For extra peace of mind, you might want to travel with your laptop or tablet as a phone backup.  You might also want to set aside money in an emergency fund to buy a new phone, if you lose yours.

Want to put your mind all the way at ease?

Just as you insure your car, home and body, you can also insure your solo trip. 

World Nomads travel insurance has plans that do also cover bodily injury, as well as a lost phone, luggage, etc. I have a whole page about Travel Insurance, or get your FREE quote right here.

If you lose your passport

A lost passport, while annoying, is not the end of the world — at all. People lose their passports all the time! To be honest, this probably sucks a lot less than a lost phone.

Here are some preparatory measures you can take before you travel abroad:

  1. Make two (or more) color photocopies of your passport; bring one with you when you travel, and leave the other(s) with trusted folks back home.
  2. Snap a clearly-visible photo of pages 1-2 of your passport, and email them to yourself.
  3. Take this preparedness even one step further by bringing two extra passport photos with you when you travel.
  4. You will need the official photos in the correct specs, which you can get in most Walgreens in about 15-minutes and for around $10.

Pro Tip: Keep your actual passport separate from the copies and extra photos when you’re traveling. You definitely don’t want to lose them both at the same time!
◆ ◆ ◆ ◆ ◆ ◆ ◆
▶ **CHALLENGE A**
Answer these questions using the travel passage:
(i) Which company's travel insurance plans does it name?
(ii) How many extra passport photos does it suggest bringing?
(iii) Where can the official photos be obtained, and for about how much?
▶ **CHALLENGE B**
Reproduce word for word the part of the travel passage that opens with the words containing "2. Snap a clearly-visible" and closes with "when you travel.".
▶ **CHALLENGE C**
Translate this sentence from the travel passage into Spanish: "A lost passport, while annoying, is not the end of the world — at all."
The data after this point is separate material, apart from the travel passage.

▶ **DATASET RECORDS**
◆ ◆ ◆ ◆ ◆ ◆ ◆
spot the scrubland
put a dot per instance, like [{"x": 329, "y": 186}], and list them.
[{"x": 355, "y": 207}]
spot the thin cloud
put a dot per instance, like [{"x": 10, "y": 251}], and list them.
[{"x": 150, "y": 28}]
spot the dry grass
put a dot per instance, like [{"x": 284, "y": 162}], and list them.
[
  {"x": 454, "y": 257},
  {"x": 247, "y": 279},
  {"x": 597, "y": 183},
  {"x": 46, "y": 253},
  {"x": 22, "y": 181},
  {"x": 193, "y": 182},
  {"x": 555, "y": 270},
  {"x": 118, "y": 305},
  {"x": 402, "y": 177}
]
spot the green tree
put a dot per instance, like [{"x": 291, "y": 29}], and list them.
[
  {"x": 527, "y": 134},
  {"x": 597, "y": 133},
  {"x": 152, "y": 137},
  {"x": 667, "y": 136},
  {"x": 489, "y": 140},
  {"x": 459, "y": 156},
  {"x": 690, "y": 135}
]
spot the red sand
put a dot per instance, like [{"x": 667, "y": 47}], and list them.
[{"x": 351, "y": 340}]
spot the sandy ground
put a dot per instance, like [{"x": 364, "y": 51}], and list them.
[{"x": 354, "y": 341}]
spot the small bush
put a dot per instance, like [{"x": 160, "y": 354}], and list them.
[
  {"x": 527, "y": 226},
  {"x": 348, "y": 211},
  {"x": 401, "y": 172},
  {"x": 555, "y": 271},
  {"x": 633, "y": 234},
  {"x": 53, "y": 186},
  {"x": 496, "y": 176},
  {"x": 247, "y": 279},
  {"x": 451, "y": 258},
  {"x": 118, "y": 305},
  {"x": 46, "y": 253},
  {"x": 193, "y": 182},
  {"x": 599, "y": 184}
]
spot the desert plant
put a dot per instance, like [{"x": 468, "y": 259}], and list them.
◆ ◆ ◆ ◆ ◆ ◆ ◆
▶ **REPLY A**
(i) World Nomads
(ii) Two
(iii) At most Walgreens, for around $10

▶ **REPLY B**
2. Snap a clearly-visible photo of pages 1-2 of your passport, and email them to yourself.
  3. Take this preparedness even one step further by bringing two extra passport photos with you when you travel.

▶ **REPLY C**
Un pasaporte perdido, aunque sea molesto, no es el fin del mundo — en absoluto.